§ **Short task 1**:
From the text on Joe Smith's return to the Cavs, print the stretch from "Smith is the" through "off the bench." word for word.

** BEGIN Text block **

Brian Windhorst is reporting that Joe Smith has reached a buyout agreement with the Oklahoma City Thunder and will be joining Cavs in time for their game Wednesday. This is a move most Cavs fans have been waiting for since Smith was traded in the deal that netted Mo Williams. (In retrospect that trade was basically Damon Jones for Mo - not a bad swap - an All Star for someone out of the league).

Before the injury to Ben Wallace, bringing back Joe Smith would have provided needed depth and an additional big man for the playoffs. After Wallace's injury, bringing back Smith fills a necessity. The chances of the Cavs winning a championship running out Z, Andy and J.J. Hickson to compete with the Pau Gasols, Lamar Odoms and Kevin Garnett was rather slim.

Smith is the least disruptive option the Cavs had to replace Wallace. Though other names were thrown out as possibilities, Drew Gooden, Carlos Boozer, and Rasheed Wallace - bringing back Smith avoids the baggage of these other players. Having played with the Cavs last year, Smith knows the system and the players. Bringing in anyone else would have required an adjustment period, a mending of egos, and a counseling of an entire city. Mike Brown is familiar with Smith and knows who he compliments. If I were Mike Brown, I would start Joe, moving Andy back to the bench, where he has shown himself to be most effective - providing his burst of energy off the bench.

** END Text block **
** BEGIN Entries shown **

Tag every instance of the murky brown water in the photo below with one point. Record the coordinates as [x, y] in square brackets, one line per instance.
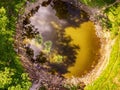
[71, 34]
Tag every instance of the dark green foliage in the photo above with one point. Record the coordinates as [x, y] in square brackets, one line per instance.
[97, 3]
[113, 21]
[12, 76]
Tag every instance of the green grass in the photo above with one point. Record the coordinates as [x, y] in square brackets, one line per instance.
[110, 78]
[97, 3]
[12, 76]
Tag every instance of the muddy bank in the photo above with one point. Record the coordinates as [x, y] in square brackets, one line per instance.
[40, 72]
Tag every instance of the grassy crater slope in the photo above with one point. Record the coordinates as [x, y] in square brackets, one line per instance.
[12, 76]
[110, 77]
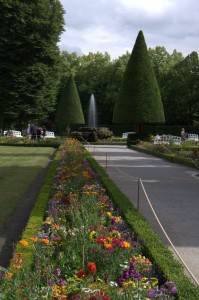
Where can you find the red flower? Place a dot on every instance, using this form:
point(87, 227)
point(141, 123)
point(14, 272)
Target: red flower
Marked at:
point(91, 267)
point(81, 273)
point(100, 296)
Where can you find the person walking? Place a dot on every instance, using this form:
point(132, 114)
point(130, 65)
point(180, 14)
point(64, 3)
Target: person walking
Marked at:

** END Entries shown **

§ **Short task 2**:
In the records, switch "walking" to "running" throughout the stretch from the line containing "Where can you find the red" through the end of the records, and return only those lines with everything else left unchanged.

§ **Full solution 1**:
Smith is the least disruptive option the Cavs had to replace Wallace. Though other names were thrown out as possibilities, Drew Gooden, Carlos Boozer, and Rasheed Wallace - bringing back Smith avoids the baggage of these other players. Having played with the Cavs last year, Smith knows the system and the players. Bringing in anyone else would have required an adjustment period, a mending of egos, and a counseling of an entire city. Mike Brown is familiar with Smith and knows who he compliments. If I were Mike Brown, I would start Joe, moving Andy back to the bench, where he has shown himself to be most effective - providing his burst of energy off the bench.

§ **Full solution 2**:
Where can you find the red flower? Place a dot on every instance, using this form:
point(87, 227)
point(141, 123)
point(14, 272)
Target: red flower
Marked at:
point(91, 267)
point(81, 273)
point(100, 296)
Where can you find the person running? Place a dot on every instance, using this form:
point(132, 114)
point(130, 65)
point(180, 14)
point(64, 3)
Target: person running
Marked at:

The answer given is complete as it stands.